* _What is expected_
Edit the records below, replacing every "play-diagram reference" with "playbook reference" and leaving everything else unchanged.

* _Provided material_
* Start *
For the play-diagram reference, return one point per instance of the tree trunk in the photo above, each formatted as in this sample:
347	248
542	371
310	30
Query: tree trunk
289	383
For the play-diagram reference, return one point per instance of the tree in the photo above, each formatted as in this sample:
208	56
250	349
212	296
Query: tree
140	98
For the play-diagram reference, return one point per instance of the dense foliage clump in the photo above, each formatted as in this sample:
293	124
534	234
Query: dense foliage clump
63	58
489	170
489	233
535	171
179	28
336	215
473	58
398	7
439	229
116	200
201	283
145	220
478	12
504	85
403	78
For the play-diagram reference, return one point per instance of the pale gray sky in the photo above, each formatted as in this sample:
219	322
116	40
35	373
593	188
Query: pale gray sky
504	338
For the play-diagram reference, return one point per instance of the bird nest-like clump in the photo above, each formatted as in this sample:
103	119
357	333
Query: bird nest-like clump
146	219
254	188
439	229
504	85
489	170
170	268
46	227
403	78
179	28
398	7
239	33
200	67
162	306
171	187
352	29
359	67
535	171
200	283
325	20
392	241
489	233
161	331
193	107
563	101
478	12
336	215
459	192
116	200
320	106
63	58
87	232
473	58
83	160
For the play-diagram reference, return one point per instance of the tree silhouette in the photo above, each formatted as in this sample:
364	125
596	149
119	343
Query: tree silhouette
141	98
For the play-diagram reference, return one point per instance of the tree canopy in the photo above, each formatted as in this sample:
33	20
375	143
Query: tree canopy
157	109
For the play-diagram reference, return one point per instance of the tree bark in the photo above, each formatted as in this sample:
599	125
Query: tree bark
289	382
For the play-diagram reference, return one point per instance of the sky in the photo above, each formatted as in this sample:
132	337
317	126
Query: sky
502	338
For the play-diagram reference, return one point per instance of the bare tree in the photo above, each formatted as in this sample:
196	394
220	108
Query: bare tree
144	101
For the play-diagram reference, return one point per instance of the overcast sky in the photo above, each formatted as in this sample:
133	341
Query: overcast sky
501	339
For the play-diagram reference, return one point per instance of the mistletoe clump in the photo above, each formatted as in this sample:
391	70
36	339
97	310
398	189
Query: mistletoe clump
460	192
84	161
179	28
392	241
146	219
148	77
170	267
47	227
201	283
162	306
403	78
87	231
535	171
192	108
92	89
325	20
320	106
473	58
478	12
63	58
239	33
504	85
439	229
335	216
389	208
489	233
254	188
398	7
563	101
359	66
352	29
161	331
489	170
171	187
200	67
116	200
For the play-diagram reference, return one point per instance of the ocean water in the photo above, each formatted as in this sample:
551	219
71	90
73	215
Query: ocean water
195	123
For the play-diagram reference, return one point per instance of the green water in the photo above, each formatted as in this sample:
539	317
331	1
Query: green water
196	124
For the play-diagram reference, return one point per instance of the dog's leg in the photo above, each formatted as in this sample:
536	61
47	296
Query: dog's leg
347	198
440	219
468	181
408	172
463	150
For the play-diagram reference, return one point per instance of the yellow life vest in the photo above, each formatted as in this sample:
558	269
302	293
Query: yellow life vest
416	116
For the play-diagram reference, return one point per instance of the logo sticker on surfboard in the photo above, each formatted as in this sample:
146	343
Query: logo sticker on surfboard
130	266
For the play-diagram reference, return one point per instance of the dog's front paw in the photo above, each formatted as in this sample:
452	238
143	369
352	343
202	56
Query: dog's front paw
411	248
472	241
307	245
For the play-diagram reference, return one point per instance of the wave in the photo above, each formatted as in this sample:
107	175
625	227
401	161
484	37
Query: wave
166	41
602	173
* End *
* _The reply_
For the playbook reference, return one point per instance of the tree trunk in the photo above, each formatted as in this sample:
347	248
542	371
310	30
Query: tree trunk
289	383
For the playbook reference, return one point per instance of the tree in the photo above, each formatted as in this sample:
208	56
250	349
212	296
Query: tree
140	98
For the playbook reference, return one point per instance of the dense foliage clump in the photo above, each formatted as in this sample:
293	124
534	234
Query: dense foliage clump
63	58
489	170
489	233
535	171
179	28
336	215
473	58
398	7
439	229
116	200
201	283
145	220
478	12
504	85
403	78
For the playbook reference, return one point per instance of the pale gray sky in the photo above, each formatted as in this sample:
219	322
116	40
35	373
593	188
Query: pale gray sky
504	338
For the playbook reference, return one point per instance of the bird nest-like clump in the photo above, each formatted as in this sample:
103	119
357	333
Query: bird nest-like clump
146	219
254	188
439	229
504	85
489	170
170	268
46	227
403	78
179	28
398	7
239	33
200	67
162	306
171	187
352	29
359	67
535	171
200	283
325	20
392	241
489	233
161	331
193	107
563	101
478	12
336	215
459	192
116	200
320	106
63	58
87	232
473	58
83	160
For the playbook reference, return one point per instance of the tree silhouette in the photo above, each formatted as in this sample:
364	125
596	149
119	343
Query: tree silhouette
141	98
For the playbook reference, return one point per instance of the tree canopy in the photo above, each formatted as in this sample:
33	20
375	143
Query: tree canopy
157	109
For the playbook reference, return one point per instance of the tree bark in the photo above, each formatted as in this sample:
599	125
Query: tree bark
289	382
For the playbook reference, return one point per instance of the sky in the photo above, each formatted as in this sample:
132	337
317	126
Query: sky
502	338
For the playbook reference, return one point per instance of the bare tree in the photo above, each formatted as in this sample:
196	394
220	108
Query: bare tree
144	101
For the playbook reference, return one point per instance of the overcast sky in the photo above, each formatted as in this sample:
133	341
Query: overcast sky
501	339
For the playbook reference, return one point per instance of the mistletoe clump in the photo above, each formatted as in this sample:
391	70
36	339
97	310
398	189
Query: mistletoe clump
460	192
84	161
179	28
392	241
146	219
148	77
170	267
47	227
201	283
162	306
403	78
87	231
535	171
192	108
92	89
325	20
320	106
473	58
478	12
63	58
239	33
504	85
439	229
335	216
389	208
489	233
254	188
398	7
563	101
359	66
352	29
161	331
489	170
171	187
200	67
116	200
For the playbook reference, return one point per instance of the ocean water in the photo above, each formatted as in this sample:
551	219
71	90
73	215
Query: ocean water
195	123
For the playbook reference, return one point per instance of the green water in the photo above, each formatted as in this sample:
539	317
331	1
Query: green water
196	124
For the playbook reference, return one point per instance of the dog's leg in the photo above, each formatted as in this sample:
536	61
47	296
Query: dog's leg
347	198
440	219
468	181
408	172
463	150
For the playbook reference, return one point per instance of the yellow life vest in the photo above, each formatted as in this sample:
558	269
302	293
Query: yellow life vest
416	116
For the playbook reference, return one point per instance of the logo sticker on surfboard in the photo above, each formatted as in this sample:
146	343
Query: logo sticker on surfboard
130	266
For the playbook reference, return one point per instance of the dog's front paw in the photo above, each formatted as in this sample:
452	238
143	369
352	343
202	56
Query: dog's front paw
411	248
472	241
307	245
For the playbook reference, return one point per instance of the wave in the photo above, each formatted as in this sample:
107	175
625	227
401	161
484	37
Query: wave
166	41
602	173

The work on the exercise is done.